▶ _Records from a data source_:
★ ★ ★ ★ ★

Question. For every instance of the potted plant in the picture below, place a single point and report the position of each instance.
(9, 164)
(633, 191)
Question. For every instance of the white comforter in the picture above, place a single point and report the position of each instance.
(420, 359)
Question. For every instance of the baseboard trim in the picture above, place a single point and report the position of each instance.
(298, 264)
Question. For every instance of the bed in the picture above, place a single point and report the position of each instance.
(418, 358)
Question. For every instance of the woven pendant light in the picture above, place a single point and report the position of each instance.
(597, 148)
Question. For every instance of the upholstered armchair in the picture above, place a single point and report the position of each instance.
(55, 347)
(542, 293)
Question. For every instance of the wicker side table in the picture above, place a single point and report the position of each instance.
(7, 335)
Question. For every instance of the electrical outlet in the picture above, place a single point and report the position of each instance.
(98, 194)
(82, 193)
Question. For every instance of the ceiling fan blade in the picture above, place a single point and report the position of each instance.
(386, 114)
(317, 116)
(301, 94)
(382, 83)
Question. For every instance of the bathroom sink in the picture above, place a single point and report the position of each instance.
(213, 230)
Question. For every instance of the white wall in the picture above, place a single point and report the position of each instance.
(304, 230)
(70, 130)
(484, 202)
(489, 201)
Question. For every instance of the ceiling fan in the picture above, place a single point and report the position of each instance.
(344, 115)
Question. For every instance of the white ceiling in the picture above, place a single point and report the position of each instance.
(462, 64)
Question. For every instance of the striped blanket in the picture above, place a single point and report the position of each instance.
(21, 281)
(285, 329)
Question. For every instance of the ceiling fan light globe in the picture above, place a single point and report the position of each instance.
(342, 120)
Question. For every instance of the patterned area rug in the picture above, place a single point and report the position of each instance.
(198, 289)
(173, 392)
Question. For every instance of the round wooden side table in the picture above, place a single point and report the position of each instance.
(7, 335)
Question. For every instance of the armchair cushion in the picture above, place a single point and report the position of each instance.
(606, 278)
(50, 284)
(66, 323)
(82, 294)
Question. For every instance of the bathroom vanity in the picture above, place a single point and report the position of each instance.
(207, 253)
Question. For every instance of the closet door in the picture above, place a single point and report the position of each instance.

★ ★ ★ ★ ★

▶ _What needs to be done_: Down to the last line, give the records again exactly.

▶ _Your solution_:
Question. For every instance of the potted plant in the picture below, place a single point and report the position of each instance.
(9, 164)
(633, 191)
Question. For every instance of the white comforter in the picture above, place a single point and report the position of each instance.
(420, 359)
Question. For every instance of the baseboard trim in the picture above, place a single point and report the position of each instance.
(298, 264)
Question. For every instance of the bed in the picture above, place a single point and report the position of each instance.
(418, 358)
Question. For every instance of the woven pendant light in the picture above, place a single point and report the position of each instance.
(597, 148)
Question. For every instance of the upholstered armchair in the picture above, place a single point and report the position of each instance.
(55, 347)
(542, 293)
Question. For every instance of the wicker side table in the picture above, place a single point and report the position of each instance.
(7, 335)
Question. For every instance of the electrical outlet in the picture above, place a single point and report the position of each instance.
(98, 194)
(82, 193)
Question. For every instance of the ceiling fan blade in the picture above, place a single point and report the position of each instance.
(386, 114)
(317, 116)
(301, 94)
(382, 83)
Question. For every instance of the bathroom sink in the picture above, place a single point and report the position of each instance.
(213, 230)
Question. For every instance of the white wall in the picture above, place a single point and report the position of each instance.
(304, 230)
(70, 130)
(484, 202)
(489, 201)
Question. For every instance of the ceiling fan in the picture above, place a single point and report the position of each instance.
(344, 115)
Question. For every instance of the white ceiling in the picture above, place a single point and report the position of each instance.
(462, 64)
Question. For every instance of the striped blanket in the picture above, place a single point and report the position of each instance.
(21, 281)
(285, 329)
Question. For every instance of the ceiling fan light globe in the picture above, place a single point and report the position of each instance.
(342, 120)
Question. For every instance of the patterned area rug in the picture above, place a single point and report the position of each instance.
(198, 289)
(173, 392)
Question. For every instance of the round wooden side table in the picture above, place a single point and report the position of each instance.
(7, 335)
Question. For every instance of the armchair cushion in the picture above, place a single point and report the position of each instance.
(606, 278)
(50, 284)
(66, 323)
(82, 294)
Question. For every instance of the bathroom vanity in the picture above, place a single point and report the position of each instance.
(207, 253)
Question. For every instance of the closet door in the picture above, place a single point and report the position of each instance.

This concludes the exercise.